Text excerpt
★ ★ ★
The question is why Japanese makers cut out the part of metal from the tang resulting the notched area (machi).
I somehow can not relate the cut out of metal to the ease of handle removal/replacement
So, what is the downside of not cutting out the part, thus, no machi?? 
A Shigefusa yanagi does not show the machi (maybe it's hidden in the handle?). 
They apparently did not think of the need to have the machi (the notch) for the space under the neck of a knife for our middle finger.


----------



## JBroida (Jun 7, 2013)

it is possible to find shigefusa knives with a machi gap fwiw... now days, a lot of stuff for export is made with no machi gap just because they know thats what foreigners like. no machi can present a problem with tang size relative to knife size on certain knives, the wider tang area on knives with no machi can sometimes cause wood to split, the machi helps align the spine of the knife with the handle for comfort, etc.


----------



## maxim (Jun 7, 2013)

Nope, Shig done it long time before with machi but now all he makes is without it. To Japanese too  

As i understand from him handle is much more prone to crack at the horn when its sits flush without machi. It is nothing to do with export and foreigners
He still sell most single bevels in Japan

Edit: 
i just took a look of some oldest Shig that i have one 30 years old and another 40 they are without machi as well. So i dunno maybe you seen Shigs that was rehandled by other ? :O


----------



## JBroida (Jun 7, 2013)

Maybe... there are a number of wholesalers who deal with his stuff, so that might have been it. I've seen more than a few though.


----------
★ ★ ★
Dataset rows
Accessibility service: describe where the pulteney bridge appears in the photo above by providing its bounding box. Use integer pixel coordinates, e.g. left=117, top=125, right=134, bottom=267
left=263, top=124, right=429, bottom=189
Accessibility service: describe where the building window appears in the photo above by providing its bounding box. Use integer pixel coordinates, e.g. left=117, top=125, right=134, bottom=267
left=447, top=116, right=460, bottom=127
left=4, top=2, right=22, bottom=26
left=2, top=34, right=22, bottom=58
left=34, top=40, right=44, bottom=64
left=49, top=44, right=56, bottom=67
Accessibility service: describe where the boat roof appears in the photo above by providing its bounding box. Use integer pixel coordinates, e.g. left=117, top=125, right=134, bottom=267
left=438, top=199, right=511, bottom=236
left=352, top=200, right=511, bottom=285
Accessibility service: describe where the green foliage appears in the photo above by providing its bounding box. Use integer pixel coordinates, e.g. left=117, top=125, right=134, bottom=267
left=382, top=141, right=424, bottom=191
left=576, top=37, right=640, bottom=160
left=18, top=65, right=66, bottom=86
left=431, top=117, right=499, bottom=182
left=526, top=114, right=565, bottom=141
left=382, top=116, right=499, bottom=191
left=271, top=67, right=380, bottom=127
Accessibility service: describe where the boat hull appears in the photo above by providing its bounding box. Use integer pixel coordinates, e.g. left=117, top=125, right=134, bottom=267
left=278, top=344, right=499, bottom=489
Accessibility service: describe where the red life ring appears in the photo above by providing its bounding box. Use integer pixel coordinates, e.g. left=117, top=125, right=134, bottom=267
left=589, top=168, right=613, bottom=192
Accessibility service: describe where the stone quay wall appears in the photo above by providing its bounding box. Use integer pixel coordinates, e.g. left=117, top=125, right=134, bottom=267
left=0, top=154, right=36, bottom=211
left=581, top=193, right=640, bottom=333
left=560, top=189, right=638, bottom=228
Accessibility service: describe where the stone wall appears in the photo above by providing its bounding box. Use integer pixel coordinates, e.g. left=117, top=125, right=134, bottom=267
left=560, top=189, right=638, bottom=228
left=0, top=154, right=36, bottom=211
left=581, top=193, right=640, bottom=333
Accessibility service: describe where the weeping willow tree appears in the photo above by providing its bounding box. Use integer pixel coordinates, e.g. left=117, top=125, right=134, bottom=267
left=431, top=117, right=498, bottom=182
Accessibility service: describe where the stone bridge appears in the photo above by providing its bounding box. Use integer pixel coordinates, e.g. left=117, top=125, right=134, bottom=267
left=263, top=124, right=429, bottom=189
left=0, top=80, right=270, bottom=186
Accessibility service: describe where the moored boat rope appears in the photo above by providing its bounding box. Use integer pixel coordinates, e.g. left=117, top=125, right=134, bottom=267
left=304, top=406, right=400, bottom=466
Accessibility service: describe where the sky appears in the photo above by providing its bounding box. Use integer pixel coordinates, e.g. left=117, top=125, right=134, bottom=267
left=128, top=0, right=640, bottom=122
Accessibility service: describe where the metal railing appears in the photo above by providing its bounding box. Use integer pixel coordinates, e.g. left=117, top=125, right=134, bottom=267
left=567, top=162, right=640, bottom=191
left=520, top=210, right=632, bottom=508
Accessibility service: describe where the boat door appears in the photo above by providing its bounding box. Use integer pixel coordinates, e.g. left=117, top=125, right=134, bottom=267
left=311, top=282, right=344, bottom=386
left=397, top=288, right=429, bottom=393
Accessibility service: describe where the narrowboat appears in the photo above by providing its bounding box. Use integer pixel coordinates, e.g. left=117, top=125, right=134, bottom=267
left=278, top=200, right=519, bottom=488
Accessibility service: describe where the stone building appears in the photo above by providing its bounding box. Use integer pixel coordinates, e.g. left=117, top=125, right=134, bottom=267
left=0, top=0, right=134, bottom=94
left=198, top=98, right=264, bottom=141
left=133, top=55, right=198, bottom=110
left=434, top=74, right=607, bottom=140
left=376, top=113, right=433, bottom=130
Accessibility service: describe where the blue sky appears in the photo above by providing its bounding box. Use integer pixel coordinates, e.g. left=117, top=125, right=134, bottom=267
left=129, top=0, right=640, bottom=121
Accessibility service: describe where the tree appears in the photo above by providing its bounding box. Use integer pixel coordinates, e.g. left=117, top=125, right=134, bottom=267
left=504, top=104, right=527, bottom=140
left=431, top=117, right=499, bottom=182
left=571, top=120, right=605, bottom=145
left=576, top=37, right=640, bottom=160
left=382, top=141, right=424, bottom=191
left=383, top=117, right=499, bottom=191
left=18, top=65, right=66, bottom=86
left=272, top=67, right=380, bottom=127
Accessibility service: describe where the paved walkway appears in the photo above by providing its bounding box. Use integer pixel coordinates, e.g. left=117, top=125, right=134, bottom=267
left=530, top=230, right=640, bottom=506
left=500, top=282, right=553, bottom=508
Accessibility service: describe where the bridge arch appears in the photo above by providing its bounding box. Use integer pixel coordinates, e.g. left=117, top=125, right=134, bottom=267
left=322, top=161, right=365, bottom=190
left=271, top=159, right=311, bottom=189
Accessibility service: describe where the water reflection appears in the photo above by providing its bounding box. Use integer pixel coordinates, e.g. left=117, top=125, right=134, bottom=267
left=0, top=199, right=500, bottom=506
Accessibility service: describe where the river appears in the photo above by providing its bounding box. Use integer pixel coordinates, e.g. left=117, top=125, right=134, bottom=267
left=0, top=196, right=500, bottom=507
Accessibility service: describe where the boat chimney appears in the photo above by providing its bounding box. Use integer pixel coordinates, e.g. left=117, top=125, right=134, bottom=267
★ ★ ★
What is needed
Answer these questions using the forum thread on the machi.
(a) According to JBroida's first post, what can the wider tang area on knives with no machi sometimes cause?
(b) How old does maxim say his two oldest Shigefusa knives are?
(c) In the opening post, what is the space under the neck of a knife described as being for?

Answer to the problem
(a) It can sometimes cause the wood to split.
(b) One is 30 years old and the other is 40.
(c) It is space for the middle finger.